*TASK GOAL*: Count the lines in the data below that contain the string "aisle". Reply with the number alone.

··· INPUT ROWS

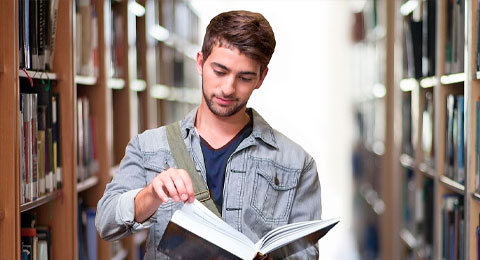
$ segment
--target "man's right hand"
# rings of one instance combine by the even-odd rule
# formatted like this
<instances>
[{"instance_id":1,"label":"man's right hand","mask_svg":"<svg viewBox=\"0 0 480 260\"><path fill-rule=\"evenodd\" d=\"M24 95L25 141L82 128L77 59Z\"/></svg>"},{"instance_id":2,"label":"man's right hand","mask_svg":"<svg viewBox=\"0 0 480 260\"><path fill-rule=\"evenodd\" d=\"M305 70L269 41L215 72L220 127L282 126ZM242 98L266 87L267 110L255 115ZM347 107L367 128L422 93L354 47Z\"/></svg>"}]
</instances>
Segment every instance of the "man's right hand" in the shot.
<instances>
[{"instance_id":1,"label":"man's right hand","mask_svg":"<svg viewBox=\"0 0 480 260\"><path fill-rule=\"evenodd\" d=\"M143 223L170 198L175 202L195 200L192 180L187 171L169 168L157 174L135 197L135 221Z\"/></svg>"},{"instance_id":2,"label":"man's right hand","mask_svg":"<svg viewBox=\"0 0 480 260\"><path fill-rule=\"evenodd\" d=\"M191 203L195 200L192 180L188 172L183 169L169 168L158 174L149 186L163 203L168 202L169 198L175 202L181 200Z\"/></svg>"}]
</instances>

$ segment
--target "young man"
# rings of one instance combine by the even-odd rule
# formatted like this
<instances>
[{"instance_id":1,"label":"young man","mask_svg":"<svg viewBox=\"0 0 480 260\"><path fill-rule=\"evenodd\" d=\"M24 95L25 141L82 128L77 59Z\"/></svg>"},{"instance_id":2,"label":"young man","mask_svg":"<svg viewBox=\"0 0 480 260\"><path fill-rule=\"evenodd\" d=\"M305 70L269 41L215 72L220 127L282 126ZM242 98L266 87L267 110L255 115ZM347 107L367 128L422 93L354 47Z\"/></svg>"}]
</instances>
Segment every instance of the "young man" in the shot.
<instances>
[{"instance_id":1,"label":"young man","mask_svg":"<svg viewBox=\"0 0 480 260\"><path fill-rule=\"evenodd\" d=\"M313 158L246 107L267 75L275 44L261 14L232 11L213 18L197 54L202 102L180 123L221 217L254 242L277 226L321 217ZM162 234L173 212L193 200L190 175L176 167L165 127L148 130L130 141L98 202L97 230L115 240L149 228L145 259L166 259L156 250ZM314 258L316 246L289 257Z\"/></svg>"}]
</instances>

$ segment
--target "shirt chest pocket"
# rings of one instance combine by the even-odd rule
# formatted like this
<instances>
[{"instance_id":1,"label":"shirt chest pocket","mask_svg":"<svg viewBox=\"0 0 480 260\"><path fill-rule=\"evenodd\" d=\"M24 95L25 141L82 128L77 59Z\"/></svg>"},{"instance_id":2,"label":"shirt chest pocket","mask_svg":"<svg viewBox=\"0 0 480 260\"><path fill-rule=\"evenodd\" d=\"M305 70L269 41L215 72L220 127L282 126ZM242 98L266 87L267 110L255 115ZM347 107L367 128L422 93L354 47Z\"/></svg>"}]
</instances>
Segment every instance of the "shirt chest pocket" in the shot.
<instances>
[{"instance_id":1,"label":"shirt chest pocket","mask_svg":"<svg viewBox=\"0 0 480 260\"><path fill-rule=\"evenodd\" d=\"M272 161L257 161L255 164L252 208L267 222L287 221L300 170Z\"/></svg>"}]
</instances>

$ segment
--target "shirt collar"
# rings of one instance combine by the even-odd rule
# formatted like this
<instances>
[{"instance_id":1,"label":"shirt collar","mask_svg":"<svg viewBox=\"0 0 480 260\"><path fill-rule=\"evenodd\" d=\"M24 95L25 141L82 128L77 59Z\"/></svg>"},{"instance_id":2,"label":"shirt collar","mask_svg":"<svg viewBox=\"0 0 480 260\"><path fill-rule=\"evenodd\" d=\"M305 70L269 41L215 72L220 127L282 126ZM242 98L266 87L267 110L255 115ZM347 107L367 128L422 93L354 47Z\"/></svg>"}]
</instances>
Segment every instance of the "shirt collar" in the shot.
<instances>
[{"instance_id":1,"label":"shirt collar","mask_svg":"<svg viewBox=\"0 0 480 260\"><path fill-rule=\"evenodd\" d=\"M191 133L191 130L195 127L195 118L197 116L198 107L190 111L180 123L180 129L182 131L183 138ZM247 108L247 112L253 116L253 130L252 136L255 139L260 139L264 143L278 149L275 136L273 134L273 128L263 119L263 117L255 111L253 108Z\"/></svg>"}]
</instances>

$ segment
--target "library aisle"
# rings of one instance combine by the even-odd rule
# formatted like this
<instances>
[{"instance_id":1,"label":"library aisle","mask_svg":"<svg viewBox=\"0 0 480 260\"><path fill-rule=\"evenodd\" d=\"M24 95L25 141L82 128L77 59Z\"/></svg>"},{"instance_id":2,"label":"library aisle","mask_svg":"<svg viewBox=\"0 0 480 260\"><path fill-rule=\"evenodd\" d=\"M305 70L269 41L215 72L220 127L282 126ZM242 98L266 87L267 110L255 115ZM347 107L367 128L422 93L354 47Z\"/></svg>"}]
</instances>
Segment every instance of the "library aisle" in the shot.
<instances>
[{"instance_id":1,"label":"library aisle","mask_svg":"<svg viewBox=\"0 0 480 260\"><path fill-rule=\"evenodd\" d=\"M137 260L96 205L129 140L199 104L210 19L277 46L249 106L316 160L320 259L480 259L480 0L0 0L0 259Z\"/></svg>"}]
</instances>

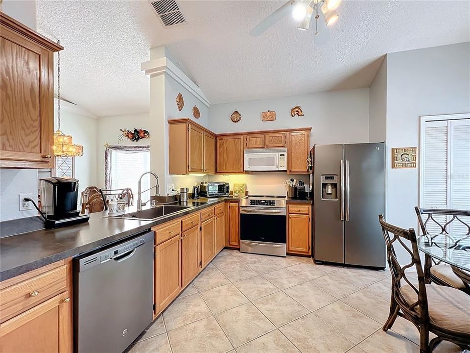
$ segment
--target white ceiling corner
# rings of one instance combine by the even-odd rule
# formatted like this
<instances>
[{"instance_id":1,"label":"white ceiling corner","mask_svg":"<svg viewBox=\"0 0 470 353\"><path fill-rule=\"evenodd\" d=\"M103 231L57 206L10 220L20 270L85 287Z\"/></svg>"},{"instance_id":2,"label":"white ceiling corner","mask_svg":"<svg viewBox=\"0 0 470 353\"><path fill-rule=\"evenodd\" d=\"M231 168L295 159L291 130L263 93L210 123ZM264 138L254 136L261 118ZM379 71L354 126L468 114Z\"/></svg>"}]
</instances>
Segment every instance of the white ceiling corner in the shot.
<instances>
[{"instance_id":1,"label":"white ceiling corner","mask_svg":"<svg viewBox=\"0 0 470 353\"><path fill-rule=\"evenodd\" d=\"M470 1L343 0L329 41L287 16L283 1L177 0L187 23L164 28L148 1L38 0L38 30L58 38L61 95L98 117L148 111L141 63L166 46L212 103L367 87L387 52L470 41Z\"/></svg>"}]
</instances>

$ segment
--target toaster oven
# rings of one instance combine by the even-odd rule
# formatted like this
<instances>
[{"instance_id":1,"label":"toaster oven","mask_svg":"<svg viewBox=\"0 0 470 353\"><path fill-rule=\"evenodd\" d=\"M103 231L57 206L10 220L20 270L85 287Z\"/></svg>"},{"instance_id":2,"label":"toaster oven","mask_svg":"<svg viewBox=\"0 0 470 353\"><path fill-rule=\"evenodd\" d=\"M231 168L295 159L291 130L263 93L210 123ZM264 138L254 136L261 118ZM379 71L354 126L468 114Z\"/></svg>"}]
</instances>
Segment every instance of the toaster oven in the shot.
<instances>
[{"instance_id":1,"label":"toaster oven","mask_svg":"<svg viewBox=\"0 0 470 353\"><path fill-rule=\"evenodd\" d=\"M228 196L230 188L226 182L203 181L199 186L199 192L202 196L208 198Z\"/></svg>"}]
</instances>

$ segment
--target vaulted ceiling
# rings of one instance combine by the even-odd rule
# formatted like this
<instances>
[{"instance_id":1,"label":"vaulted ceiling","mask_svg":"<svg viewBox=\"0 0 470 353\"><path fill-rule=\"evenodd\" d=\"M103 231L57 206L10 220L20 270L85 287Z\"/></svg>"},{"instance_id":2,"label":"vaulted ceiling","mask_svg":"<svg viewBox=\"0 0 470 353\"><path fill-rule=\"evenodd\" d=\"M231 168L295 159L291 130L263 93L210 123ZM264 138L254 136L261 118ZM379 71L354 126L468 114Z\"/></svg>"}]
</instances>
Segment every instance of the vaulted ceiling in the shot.
<instances>
[{"instance_id":1,"label":"vaulted ceiling","mask_svg":"<svg viewBox=\"0 0 470 353\"><path fill-rule=\"evenodd\" d=\"M38 30L59 38L62 96L98 116L148 111L140 65L165 45L212 104L368 87L387 52L470 41L470 1L344 0L329 41L287 16L248 31L283 3L183 1L164 28L149 1L38 1Z\"/></svg>"}]
</instances>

······

*COMPLETE RESPONSE*: 4